Aim of the exercise: Can you reproduce the listing from its first line up to and including the line with "xmin=48 ymin=288 xmax=182 ymax=472", requests and all, but scale every bounding-box coordinate in the answers by 1.6, rounding to whole numbers with halves going up? Keep the numbers in the requests and their format sample unchanged, and leave the pictures out.

-- Begin Material provided --

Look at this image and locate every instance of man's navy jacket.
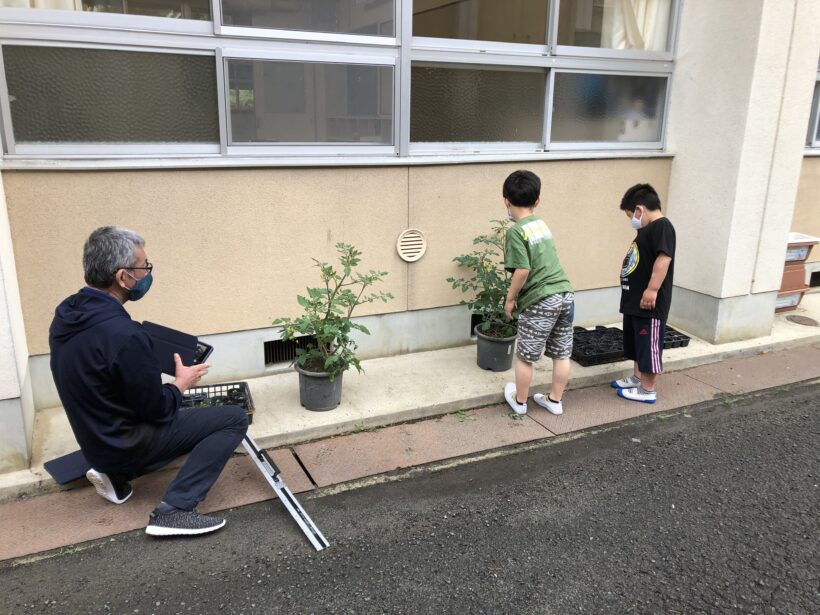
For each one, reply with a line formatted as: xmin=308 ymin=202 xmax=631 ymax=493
xmin=48 ymin=288 xmax=182 ymax=472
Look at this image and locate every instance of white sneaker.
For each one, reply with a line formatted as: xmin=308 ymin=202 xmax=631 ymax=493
xmin=609 ymin=375 xmax=641 ymax=389
xmin=85 ymin=468 xmax=134 ymax=504
xmin=532 ymin=393 xmax=564 ymax=416
xmin=504 ymin=382 xmax=527 ymax=414
xmin=618 ymin=387 xmax=658 ymax=404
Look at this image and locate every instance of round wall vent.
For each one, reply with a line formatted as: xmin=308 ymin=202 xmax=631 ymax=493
xmin=396 ymin=228 xmax=427 ymax=263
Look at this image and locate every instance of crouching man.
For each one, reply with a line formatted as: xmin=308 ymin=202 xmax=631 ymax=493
xmin=49 ymin=226 xmax=248 ymax=536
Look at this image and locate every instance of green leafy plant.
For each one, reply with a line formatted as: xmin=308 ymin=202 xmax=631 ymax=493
xmin=273 ymin=242 xmax=393 ymax=380
xmin=447 ymin=220 xmax=516 ymax=337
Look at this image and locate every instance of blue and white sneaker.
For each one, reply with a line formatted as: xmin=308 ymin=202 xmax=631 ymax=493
xmin=618 ymin=387 xmax=658 ymax=404
xmin=609 ymin=375 xmax=641 ymax=389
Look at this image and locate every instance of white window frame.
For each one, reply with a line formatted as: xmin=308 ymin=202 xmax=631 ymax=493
xmin=218 ymin=48 xmax=399 ymax=156
xmin=211 ymin=0 xmax=402 ymax=47
xmin=0 ymin=40 xmax=220 ymax=159
xmin=551 ymin=0 xmax=680 ymax=61
xmin=549 ymin=68 xmax=672 ymax=152
xmin=806 ymin=69 xmax=820 ymax=154
xmin=0 ymin=0 xmax=680 ymax=168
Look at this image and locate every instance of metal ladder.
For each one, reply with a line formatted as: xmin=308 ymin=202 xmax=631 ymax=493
xmin=242 ymin=434 xmax=330 ymax=551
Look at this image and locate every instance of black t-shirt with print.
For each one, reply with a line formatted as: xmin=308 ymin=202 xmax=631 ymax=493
xmin=621 ymin=217 xmax=675 ymax=320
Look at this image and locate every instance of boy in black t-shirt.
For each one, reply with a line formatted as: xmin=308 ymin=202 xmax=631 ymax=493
xmin=612 ymin=184 xmax=675 ymax=404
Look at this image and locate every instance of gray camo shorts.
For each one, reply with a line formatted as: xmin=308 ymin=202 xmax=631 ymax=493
xmin=516 ymin=293 xmax=575 ymax=363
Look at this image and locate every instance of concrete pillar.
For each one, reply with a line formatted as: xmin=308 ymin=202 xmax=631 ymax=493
xmin=667 ymin=0 xmax=820 ymax=343
xmin=0 ymin=177 xmax=34 ymax=473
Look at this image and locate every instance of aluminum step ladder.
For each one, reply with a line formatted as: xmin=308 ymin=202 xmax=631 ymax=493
xmin=242 ymin=434 xmax=330 ymax=551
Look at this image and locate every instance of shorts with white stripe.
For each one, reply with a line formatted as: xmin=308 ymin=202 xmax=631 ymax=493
xmin=516 ymin=293 xmax=575 ymax=363
xmin=624 ymin=314 xmax=666 ymax=374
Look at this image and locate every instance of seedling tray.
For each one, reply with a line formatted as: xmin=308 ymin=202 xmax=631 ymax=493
xmin=572 ymin=327 xmax=624 ymax=367
xmin=572 ymin=326 xmax=691 ymax=367
xmin=182 ymin=382 xmax=254 ymax=423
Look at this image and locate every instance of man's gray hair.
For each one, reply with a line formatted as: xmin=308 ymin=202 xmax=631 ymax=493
xmin=83 ymin=226 xmax=145 ymax=288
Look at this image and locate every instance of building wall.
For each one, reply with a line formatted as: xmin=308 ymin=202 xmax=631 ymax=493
xmin=2 ymin=157 xmax=671 ymax=355
xmin=792 ymin=156 xmax=820 ymax=263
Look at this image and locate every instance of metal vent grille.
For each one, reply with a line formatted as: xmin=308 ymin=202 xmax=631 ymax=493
xmin=396 ymin=228 xmax=427 ymax=263
xmin=265 ymin=335 xmax=316 ymax=365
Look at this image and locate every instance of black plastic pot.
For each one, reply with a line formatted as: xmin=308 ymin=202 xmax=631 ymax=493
xmin=294 ymin=365 xmax=344 ymax=412
xmin=473 ymin=325 xmax=518 ymax=372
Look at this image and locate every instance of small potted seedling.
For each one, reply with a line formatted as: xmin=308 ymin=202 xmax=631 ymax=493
xmin=273 ymin=243 xmax=393 ymax=410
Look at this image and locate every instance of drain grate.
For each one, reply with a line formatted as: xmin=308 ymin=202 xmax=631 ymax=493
xmin=786 ymin=314 xmax=820 ymax=327
xmin=265 ymin=335 xmax=316 ymax=365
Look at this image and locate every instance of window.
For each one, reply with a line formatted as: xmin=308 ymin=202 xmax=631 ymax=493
xmin=0 ymin=0 xmax=680 ymax=164
xmin=806 ymin=78 xmax=820 ymax=148
xmin=3 ymin=45 xmax=219 ymax=152
xmin=551 ymin=72 xmax=666 ymax=145
xmin=228 ymin=60 xmax=393 ymax=145
xmin=410 ymin=64 xmax=547 ymax=143
xmin=221 ymin=0 xmax=395 ymax=37
xmin=413 ymin=0 xmax=549 ymax=45
xmin=0 ymin=0 xmax=211 ymax=21
xmin=558 ymin=0 xmax=674 ymax=52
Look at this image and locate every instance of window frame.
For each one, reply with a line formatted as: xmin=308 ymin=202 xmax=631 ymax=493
xmin=217 ymin=47 xmax=398 ymax=156
xmin=211 ymin=0 xmax=402 ymax=47
xmin=549 ymin=68 xmax=672 ymax=152
xmin=551 ymin=0 xmax=680 ymax=61
xmin=0 ymin=0 xmax=684 ymax=168
xmin=0 ymin=40 xmax=221 ymax=159
xmin=806 ymin=68 xmax=820 ymax=154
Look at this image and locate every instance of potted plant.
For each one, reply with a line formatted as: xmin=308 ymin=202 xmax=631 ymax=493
xmin=273 ymin=243 xmax=393 ymax=410
xmin=447 ymin=220 xmax=517 ymax=372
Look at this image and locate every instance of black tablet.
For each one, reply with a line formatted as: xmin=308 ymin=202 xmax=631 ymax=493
xmin=142 ymin=320 xmax=213 ymax=376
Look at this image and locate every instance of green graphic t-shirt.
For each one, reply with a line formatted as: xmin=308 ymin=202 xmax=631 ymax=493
xmin=504 ymin=215 xmax=572 ymax=312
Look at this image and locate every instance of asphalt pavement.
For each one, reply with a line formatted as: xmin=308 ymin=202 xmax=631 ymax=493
xmin=0 ymin=383 xmax=820 ymax=614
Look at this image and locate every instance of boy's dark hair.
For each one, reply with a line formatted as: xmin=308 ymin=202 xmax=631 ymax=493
xmin=621 ymin=184 xmax=661 ymax=211
xmin=501 ymin=171 xmax=541 ymax=207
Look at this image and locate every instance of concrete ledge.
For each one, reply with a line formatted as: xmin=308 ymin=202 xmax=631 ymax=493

-- End Material provided --

Answer to this exercise:
Look at this image and locate every instance of man's navy jacket.
For each one, reply with a line formatted as: xmin=308 ymin=202 xmax=631 ymax=493
xmin=77 ymin=461 xmax=291 ymax=755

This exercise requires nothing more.